Extracted entries.
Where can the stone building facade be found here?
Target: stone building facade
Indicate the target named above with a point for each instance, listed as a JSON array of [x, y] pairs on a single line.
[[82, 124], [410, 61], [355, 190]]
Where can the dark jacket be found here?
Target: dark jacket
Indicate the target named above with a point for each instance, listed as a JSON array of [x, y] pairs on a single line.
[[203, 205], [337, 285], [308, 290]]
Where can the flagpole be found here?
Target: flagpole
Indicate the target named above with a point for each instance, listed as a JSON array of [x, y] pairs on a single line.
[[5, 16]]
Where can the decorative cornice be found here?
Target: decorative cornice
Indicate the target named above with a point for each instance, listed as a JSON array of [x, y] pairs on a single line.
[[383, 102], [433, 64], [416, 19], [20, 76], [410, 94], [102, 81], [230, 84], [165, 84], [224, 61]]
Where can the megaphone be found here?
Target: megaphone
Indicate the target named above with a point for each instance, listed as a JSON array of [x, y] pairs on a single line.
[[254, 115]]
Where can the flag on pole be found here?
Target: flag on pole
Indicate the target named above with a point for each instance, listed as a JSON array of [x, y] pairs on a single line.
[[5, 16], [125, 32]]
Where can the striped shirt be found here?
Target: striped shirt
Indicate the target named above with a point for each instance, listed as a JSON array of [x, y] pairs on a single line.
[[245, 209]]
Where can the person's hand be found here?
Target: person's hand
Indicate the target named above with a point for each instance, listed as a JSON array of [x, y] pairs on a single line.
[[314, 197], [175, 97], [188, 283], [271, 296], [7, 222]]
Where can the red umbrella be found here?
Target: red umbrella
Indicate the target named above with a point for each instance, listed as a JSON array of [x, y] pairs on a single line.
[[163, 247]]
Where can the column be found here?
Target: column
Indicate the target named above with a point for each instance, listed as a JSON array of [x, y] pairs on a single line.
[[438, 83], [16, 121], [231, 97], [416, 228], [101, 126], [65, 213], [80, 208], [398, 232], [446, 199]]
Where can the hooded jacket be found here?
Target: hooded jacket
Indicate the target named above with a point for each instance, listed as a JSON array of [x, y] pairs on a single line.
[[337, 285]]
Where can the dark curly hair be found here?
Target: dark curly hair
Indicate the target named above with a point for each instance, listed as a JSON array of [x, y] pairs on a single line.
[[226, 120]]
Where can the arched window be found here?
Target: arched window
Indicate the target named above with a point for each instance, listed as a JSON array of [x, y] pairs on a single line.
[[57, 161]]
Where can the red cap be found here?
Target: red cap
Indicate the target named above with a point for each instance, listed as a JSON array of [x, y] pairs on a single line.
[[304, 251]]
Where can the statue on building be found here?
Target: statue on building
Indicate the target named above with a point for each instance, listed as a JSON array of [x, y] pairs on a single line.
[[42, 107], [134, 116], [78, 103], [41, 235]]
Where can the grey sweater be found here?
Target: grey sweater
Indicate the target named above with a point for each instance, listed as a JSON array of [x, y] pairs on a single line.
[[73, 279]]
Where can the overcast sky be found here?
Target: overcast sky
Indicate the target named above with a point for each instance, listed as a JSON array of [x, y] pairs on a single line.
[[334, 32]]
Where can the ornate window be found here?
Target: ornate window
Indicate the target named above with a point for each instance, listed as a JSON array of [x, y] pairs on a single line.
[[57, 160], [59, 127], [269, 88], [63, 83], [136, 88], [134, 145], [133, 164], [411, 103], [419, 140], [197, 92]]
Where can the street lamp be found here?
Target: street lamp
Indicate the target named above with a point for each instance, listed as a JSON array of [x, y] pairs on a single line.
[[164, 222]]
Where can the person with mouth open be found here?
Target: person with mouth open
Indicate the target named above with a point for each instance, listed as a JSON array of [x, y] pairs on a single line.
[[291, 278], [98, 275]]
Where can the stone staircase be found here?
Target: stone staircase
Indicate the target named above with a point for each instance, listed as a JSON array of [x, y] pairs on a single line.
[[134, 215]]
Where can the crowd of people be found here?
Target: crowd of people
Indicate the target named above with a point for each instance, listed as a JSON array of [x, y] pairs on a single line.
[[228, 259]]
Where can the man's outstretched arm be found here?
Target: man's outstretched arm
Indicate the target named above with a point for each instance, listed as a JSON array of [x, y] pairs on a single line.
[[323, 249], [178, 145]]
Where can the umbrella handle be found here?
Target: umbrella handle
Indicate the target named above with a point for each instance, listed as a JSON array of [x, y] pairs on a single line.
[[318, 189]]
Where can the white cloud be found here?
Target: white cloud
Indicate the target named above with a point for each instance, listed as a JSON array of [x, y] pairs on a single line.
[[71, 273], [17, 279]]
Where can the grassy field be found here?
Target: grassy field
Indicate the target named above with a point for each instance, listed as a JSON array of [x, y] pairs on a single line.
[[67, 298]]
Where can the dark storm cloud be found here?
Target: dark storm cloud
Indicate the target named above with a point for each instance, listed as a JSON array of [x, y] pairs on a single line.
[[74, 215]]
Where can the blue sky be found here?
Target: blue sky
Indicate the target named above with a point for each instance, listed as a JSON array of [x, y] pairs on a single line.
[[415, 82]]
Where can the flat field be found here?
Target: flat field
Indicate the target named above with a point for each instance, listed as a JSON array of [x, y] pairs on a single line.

Activity. Nothing should be dropped. Retype each line above as it is.

Finished exercise.
Where can the stone building facade be found here?
Target: stone building facade
Indicate the target named above with a point for each instance, listed as a JSON array of [x, y] pairs on a single line.
[[82, 124], [410, 61], [355, 190]]
Where can the dark jacket be found here?
Target: dark jacket
Indicate the target named above with a point for each instance, listed as a JSON array of [x, y] pairs on a single line.
[[203, 205], [337, 285], [308, 290]]
Where can the flagpole be found here?
Target: flagpole
Indicate the target named above with a point for each instance, listed as a JSON array of [x, y] pairs on a single line.
[[5, 16]]
Where can the decorative cornice be found here?
Target: decorative cornice
Indicate the target named above with a point for each instance, listed as a JSON array of [x, y] pairs on a single line.
[[383, 102], [433, 64], [416, 19], [20, 76], [410, 94], [102, 81], [230, 84], [165, 84], [224, 61]]
Where can the megaphone be found here?
Target: megaphone
Indicate the target named above with a point for each instance, listed as a JSON array of [x, y] pairs on a single line.
[[254, 115]]
Where can the flag on pole be found here?
Target: flag on pole
Indicate the target named above with a point for each instance, listed as a JSON array of [x, y] pairs on a single line.
[[5, 16], [125, 32]]
Where can the striped shirt be found here?
Target: striped shirt
Indicate the target named above with a point for each instance, listed as a JSON array of [x, y] pairs on a single line.
[[245, 209]]
Where can the person's hand be found here?
Target: person's hand
Indicate the target named above with a point for each instance, listed as a JSON array of [x, y] pairs on a single line.
[[314, 197], [175, 97], [188, 283], [271, 296], [7, 222]]
Where can the red umbrella be found here?
Target: red umbrella
Indicate the target named above with a point for each instance, listed as a JSON array of [x, y] pairs on a single line.
[[163, 247]]
Where can the column be found here?
Target: column
Indicate the target named above with a point for each instance, listed as a JSON array of [x, y] pairs on a single line.
[[438, 83], [16, 121], [231, 97], [416, 228], [101, 126], [65, 213], [80, 208], [398, 232], [446, 199]]
Where can the hooded jacket be found here?
Target: hooded jacket
Indicate the target named above with a point for each instance, listed as a JSON array of [x, y] pairs on a single line.
[[337, 285]]
Where can the dark curly hair be found here?
Target: dark curly hair
Indicate the target named above with a point for each instance, listed as a JSON array of [x, y] pairs on a single line.
[[226, 120]]
Where can the arched window be found here?
Target: arched window
Indicate the target named above with a point for each instance, listed as a JSON array of [x, y] pairs on a single line.
[[57, 161]]
Where can the red cap be found here?
Target: red cap
Indicate the target named above with a point for each instance, listed as a JSON array of [x, y] pairs on a single line.
[[304, 251]]
Where can the statue on building be found here?
Target: statue on building
Indicate the target named above with a point for each instance, listed as a JSON array of [x, y] pairs on a single line.
[[42, 107], [134, 116], [78, 103], [41, 235]]
Where can the grey sweater be found here?
Target: grey sweater
Indicate the target named above with a point for each instance, listed as a JSON array of [x, y] pairs on a single line.
[[73, 279]]
Where can the overcast sky be found here?
Target: overcast sky
Indicate the target named above with a point for each instance, listed as a JSON array of [x, y] pairs on a single line.
[[334, 32]]
Where can the ornate window be found here?
Target: ornate window
Indicate the target named above with a point for each instance, listed as a JSON array of [x, y] pairs on a single line.
[[57, 160], [59, 127], [269, 88], [63, 83], [136, 88], [134, 145], [133, 164], [411, 103], [419, 140], [197, 92]]
Where can the street lamp be found here?
Target: street lamp
Indicate the target named above with a point for each instance, listed as a JSON array of [x, y] pairs on a single line.
[[164, 222]]
Where can the person with mouth open be found here?
Target: person with mouth open
Indicate the target named above with a point for each instance, listed as a JSON array of [x, y] pairs on a single line.
[[291, 278], [98, 275]]
Where can the stone staircase be found here?
Target: stone staircase
Indicate the target named above with a point for each instance, listed as a JSON array of [x, y] pairs on a single line.
[[134, 215]]
Where can the crowd of people be found here?
Target: crowd of people
Indicate the target named above with a point for each instance, listed as a JSON array of [x, y] pairs on a single line.
[[228, 259]]
Where can the man's outstretched arm be found here?
Target: man's outstretched arm
Indicate the target named above with a point for each instance, listed as a JSON array of [x, y] pairs on a single line.
[[323, 249], [178, 145]]
Where can the umbrella handle be found here?
Target: umbrella handle
Indicate the target named above with a point for each instance, listed as a JSON array of [x, y] pairs on a single line.
[[318, 189]]
Where can the white cloud be found here?
Target: white cloud
Indicate the target named above with a point for each instance, listed as a JSON array of [x, y] pairs on a single line.
[[71, 273], [17, 279]]
Where can the grassy field be found here?
Target: grassy field
Indicate the target named above with a point for each instance, listed as a JSON array of [x, y] pairs on a single line.
[[67, 298]]
Where can the dark storm cloud be found here?
Target: dark storm cloud
Indicate the target named above with a point for each instance, listed as a JSON array of [x, y] pairs on a single line.
[[74, 215]]
Where can the blue sky be found here?
Target: blue sky
Indicate the target named above with a point for each instance, listed as a JSON array of [x, y] pairs on a single line.
[[415, 82]]
Where can the flat field be found here?
Target: flat field
Indicate the target named above with a point for each instance, listed as a JSON array of [x, y] pairs on a single line.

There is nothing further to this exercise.